• **Goal**
Reproduce word for word the part of the wheel cleaner thread below, starting with "I noticed that" and going on through "(Nov 16, 2006)".

• **Text**

** begin **

Was it as dilute-able as megs though??

Sat :thumb:


----------



## weewizard69 (Jan 9, 2007)

satnam said:


> Was it as dilute-able as megs though??
> 
> Sat :thumb:


yes for sure


----------



## Thomas-182 (Mar 5, 2006)

Looks good, so I ordered some....


----------



## weewizard69 (Jan 9, 2007)

Thomas-182 said:


> Looks good, so I ordered some....


have you ordered the autobrite?

if so let me know how you get on also get some snaps up on here.

i use my old megs alloy wheel cleaner as the dispenser and it works great.

:driver:


----------



## Chris_4536 (Sep 20, 2006)

Cheers Shaun, yet another thing to buy :lol:


----------



## Mr Shiny (Oct 29, 2005)

I think more people should do some video's of products in action and start off the video trend, i would if only i knew how


----------



## 182_Blue (Oct 25, 2005)

Mr Shiny said:


> I think more people shoudl ddo some video's of products in action and start off the video trend, i would if only i knew how


its the way forward :thumb:


----------



## Mr Shiny (Oct 29, 2005)

182_blue said:


> its the way forward :thumb:


It definately is


----------



## Gibbo (Feb 23, 2007)

Hi there

Is this Megs WB different from their hot rims or is it the same thing?

Where can you get the WB from?


----------



## Thomas-182 (Mar 5, 2006)

weewizard69 said:


> have you ordered the autobrite?
> 
> if so let me know how you get on also get some snaps up on here.
> 
> ...


I got the US 1gal bottle of wheel brightner plus the bottle / head.

Hoping to use it tomorrow on a mates car


----------



## 182_Blue (Oct 25, 2005)

Gibbo said:


> Hi there
> 
> Is this Megs WB different from their hot rims or is it the same thing?
> 
> Where can you get the WB from?


check out our traders a few do it :thumb:


----------



## Kevan (Jan 15, 2007)

I noticed that the hose you were using to rinse the WB off with had a bottle attached, may i ask what you were using?

(i've ordered my gallon of WB from C & S)

Cheers

Kev


----------



## s2ook (Nov 16, 2006)

Looks like the sudsblaster available here. I have one and although it's not the best for foaming it is a well made product and is relatively cheap.


----------



## Beeste (Oct 25, 2005)

Whatever you use to apply it, remove the spray head and rinse it after you have finished otherwise it'll just block up. Use a screw cap on the bottle and put the spray head to one side until you need it next.


----------



## Kevan (Jan 15, 2007)

so there is nothing in the mixing chamber?


----------

** end **

• **Information provided**
** begin **

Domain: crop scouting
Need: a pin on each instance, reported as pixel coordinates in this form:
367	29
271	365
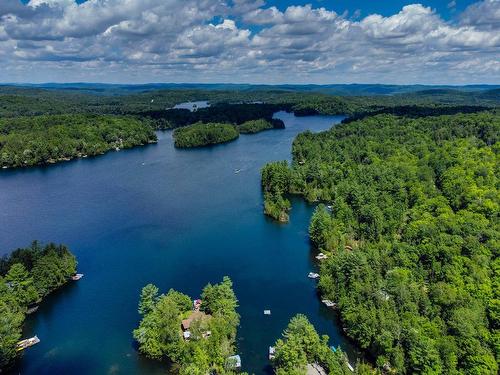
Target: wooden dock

** end **
** begin **

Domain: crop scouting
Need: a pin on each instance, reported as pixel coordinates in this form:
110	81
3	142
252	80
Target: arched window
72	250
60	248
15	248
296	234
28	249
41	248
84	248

** end **
** begin **

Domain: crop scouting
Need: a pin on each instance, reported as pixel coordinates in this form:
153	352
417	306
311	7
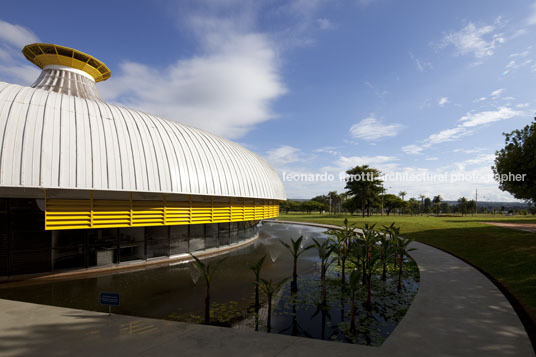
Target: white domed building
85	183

** end **

• **Reply to the task**
I noticed that the hose you were using to rinse the WB off with had a bottle attached, may i ask what you were using?

(i've ordered my gallon of WB from C & S)

Cheers

Kev


----------



## s2ook (Nov 16, 2006)